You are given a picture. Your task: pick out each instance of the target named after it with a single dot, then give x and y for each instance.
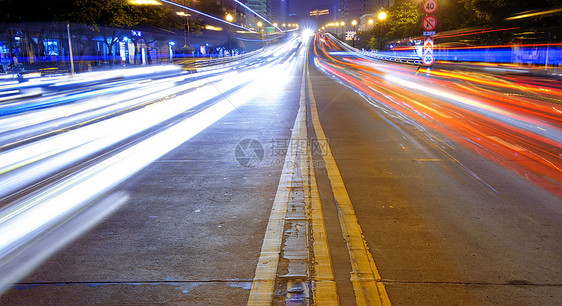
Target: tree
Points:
(404, 20)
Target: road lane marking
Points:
(324, 290)
(366, 280)
(298, 157)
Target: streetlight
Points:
(186, 41)
(262, 34)
(382, 17)
(229, 18)
(354, 24)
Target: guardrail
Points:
(220, 62)
(392, 58)
(383, 57)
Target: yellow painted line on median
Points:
(367, 284)
(263, 286)
(325, 290)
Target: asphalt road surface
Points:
(311, 190)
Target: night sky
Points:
(302, 7)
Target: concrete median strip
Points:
(298, 174)
(367, 285)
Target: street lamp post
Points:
(382, 17)
(260, 24)
(230, 19)
(354, 24)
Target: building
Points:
(278, 10)
(259, 6)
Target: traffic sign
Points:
(429, 6)
(428, 59)
(429, 23)
(428, 42)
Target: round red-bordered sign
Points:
(428, 59)
(429, 23)
(429, 6)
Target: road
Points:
(309, 175)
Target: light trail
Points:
(512, 121)
(49, 206)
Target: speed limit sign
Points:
(428, 59)
(429, 6)
(429, 23)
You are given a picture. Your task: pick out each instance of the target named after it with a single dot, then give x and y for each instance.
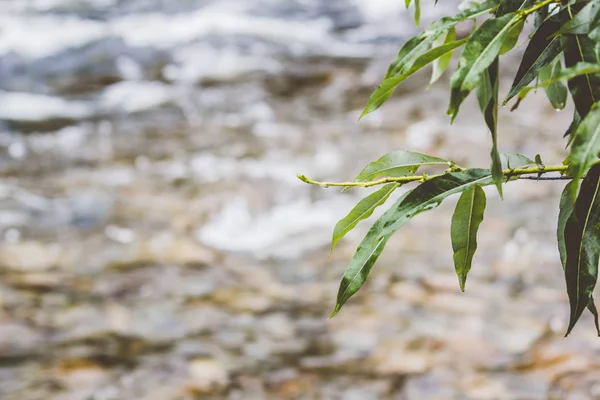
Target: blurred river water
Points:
(157, 245)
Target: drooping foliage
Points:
(561, 55)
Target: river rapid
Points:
(157, 245)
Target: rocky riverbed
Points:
(156, 244)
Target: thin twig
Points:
(514, 173)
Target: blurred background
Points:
(157, 245)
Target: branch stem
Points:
(508, 173)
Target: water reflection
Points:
(156, 243)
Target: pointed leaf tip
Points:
(363, 210)
(582, 244)
(466, 219)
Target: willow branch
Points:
(510, 173)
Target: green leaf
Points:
(570, 133)
(515, 160)
(487, 94)
(481, 50)
(581, 69)
(465, 223)
(387, 87)
(397, 164)
(417, 12)
(446, 23)
(581, 23)
(567, 204)
(586, 144)
(585, 88)
(512, 37)
(441, 64)
(509, 6)
(540, 52)
(583, 245)
(539, 17)
(424, 197)
(408, 53)
(556, 92)
(363, 210)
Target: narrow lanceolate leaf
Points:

══════

Assignment: Word for word, restate the lines from the first line of the material through the line containing "Target: street lamp post", with the pictures left out.

Reply to the task:
You are given a picture. Your task: pick out each instance of the target named after it with a single dot, then give x and y for each instance.
Target: tree
Points:
(404, 20)
Target: road lane marking
Points:
(324, 290)
(366, 280)
(298, 157)
Target: streetlight
Points:
(186, 41)
(262, 34)
(382, 17)
(229, 18)
(354, 24)
Target: guardrail
Points:
(220, 62)
(392, 58)
(383, 57)
Target: yellow painted line on median
Points:
(367, 284)
(263, 286)
(325, 290)
Target: asphalt road surface
Points:
(311, 190)
Target: night sky
Points:
(302, 7)
Target: concrete median strip
Points:
(298, 174)
(367, 285)
Target: street lamp post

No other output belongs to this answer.